▶ What you should do
Reproduce word for word the passage of the song text below, starting with "There were folks" and going on through "station, running scared.".

▶ Source document
[start]

When I left my home and my family
I was no more than a boy
In the company of strangers
In the quiet of the railway station running scared
Laying low, seeking out the poorer quarters
Where the ragged people go
Looking for the places only they would know

Asking only workman’s wages
I come looking for a job
But I get no offers,
Just a come-on from the whores on Seventh Avenue
I do declare, there were times when I was so lonesome
I took some comfort there

Then I’m laying out my winter clothes
And wishing I was gone
Going home
Where the New York City winters aren’t bleeding me
Bleeding me, going home

In the clearing stands a boxer
And a fighter by his trade
And he carries the reminders
Of ev’ry glove that layed him down
Or cut him till he cried out
In his anger and his shame
“I am leaving, I am leaving”
But the fighter still remains

There were folks who went moony-eyed over “The Sound of Silence”, which is a lovely song; don’t get me wrong. But this one…this one hits me in the solar plexus. When I left my home and my family, I was no more than a boy …in the quiet of the railway station, running scared. 

I love the percussion…the train, rolling through the rhythm and blowing its whistle…it’s not the first time this rhythm has been used like this, and it won’t be the last. But it’s good. It’s really good. I love how the instrumentation builds as the story unravels…first it’s just guitar, and when the narrator in the story ‘leaves his home and family’, you hear the hint of a train whistle. When he arrives at the train station, you hear the percussion start up…the train, rumbling rhythmically along, taking the narrator far from comfort.

This song gives me pictures in my head; sad and lonely pictures. The story it tells is one of a certain kind of hopelessness, even in the futile escape of the narrator…trying to get out before his spirit is broken and he has to admit that his dream is just that; before he is lost in the wash of unknown faces that seeks to swallow him up, just as it has done time and time again with the other dreamers. It’s bitter and cold and utterly lonely.

[end]

▶ Material provided

[start]

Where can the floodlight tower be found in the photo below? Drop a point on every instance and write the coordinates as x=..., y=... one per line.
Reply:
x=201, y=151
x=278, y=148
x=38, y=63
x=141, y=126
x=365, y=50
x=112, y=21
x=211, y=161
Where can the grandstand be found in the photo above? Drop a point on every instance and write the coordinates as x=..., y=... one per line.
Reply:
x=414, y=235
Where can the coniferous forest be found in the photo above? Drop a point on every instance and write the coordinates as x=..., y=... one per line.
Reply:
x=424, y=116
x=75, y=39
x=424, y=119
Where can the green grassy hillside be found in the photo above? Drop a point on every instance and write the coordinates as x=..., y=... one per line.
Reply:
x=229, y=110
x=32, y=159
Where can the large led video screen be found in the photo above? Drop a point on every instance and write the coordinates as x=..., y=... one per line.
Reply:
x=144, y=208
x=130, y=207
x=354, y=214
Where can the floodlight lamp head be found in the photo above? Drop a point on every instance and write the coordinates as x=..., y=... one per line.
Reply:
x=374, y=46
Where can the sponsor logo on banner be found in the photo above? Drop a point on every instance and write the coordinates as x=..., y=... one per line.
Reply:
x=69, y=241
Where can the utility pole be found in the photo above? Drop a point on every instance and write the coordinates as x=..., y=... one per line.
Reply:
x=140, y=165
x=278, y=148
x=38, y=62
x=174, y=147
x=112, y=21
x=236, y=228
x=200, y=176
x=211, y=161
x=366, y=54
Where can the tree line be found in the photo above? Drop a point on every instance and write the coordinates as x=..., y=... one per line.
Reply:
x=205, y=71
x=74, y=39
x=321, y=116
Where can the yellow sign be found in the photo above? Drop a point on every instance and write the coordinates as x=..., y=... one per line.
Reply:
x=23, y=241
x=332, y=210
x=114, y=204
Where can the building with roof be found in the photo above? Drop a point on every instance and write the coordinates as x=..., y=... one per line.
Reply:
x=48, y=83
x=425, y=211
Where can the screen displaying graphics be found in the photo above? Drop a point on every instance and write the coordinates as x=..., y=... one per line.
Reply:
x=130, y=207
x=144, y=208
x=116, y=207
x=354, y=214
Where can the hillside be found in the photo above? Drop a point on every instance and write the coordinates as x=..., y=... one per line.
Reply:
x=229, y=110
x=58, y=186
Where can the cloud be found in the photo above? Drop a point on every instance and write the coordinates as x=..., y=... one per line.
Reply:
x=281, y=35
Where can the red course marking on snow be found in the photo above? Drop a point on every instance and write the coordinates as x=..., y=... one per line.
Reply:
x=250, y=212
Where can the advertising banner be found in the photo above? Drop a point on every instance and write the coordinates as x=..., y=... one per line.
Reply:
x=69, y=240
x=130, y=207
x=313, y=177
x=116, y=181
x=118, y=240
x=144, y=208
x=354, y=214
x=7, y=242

[end]

▶ Answer
There were folks who went moony-eyed over “The Sound of Silence”, which is a lovely song; don’t get me wrong. But this one…this one hits me in the solar plexus. When I left my home and my family, I was no more than a boy …in the quiet of the railway station, running scared.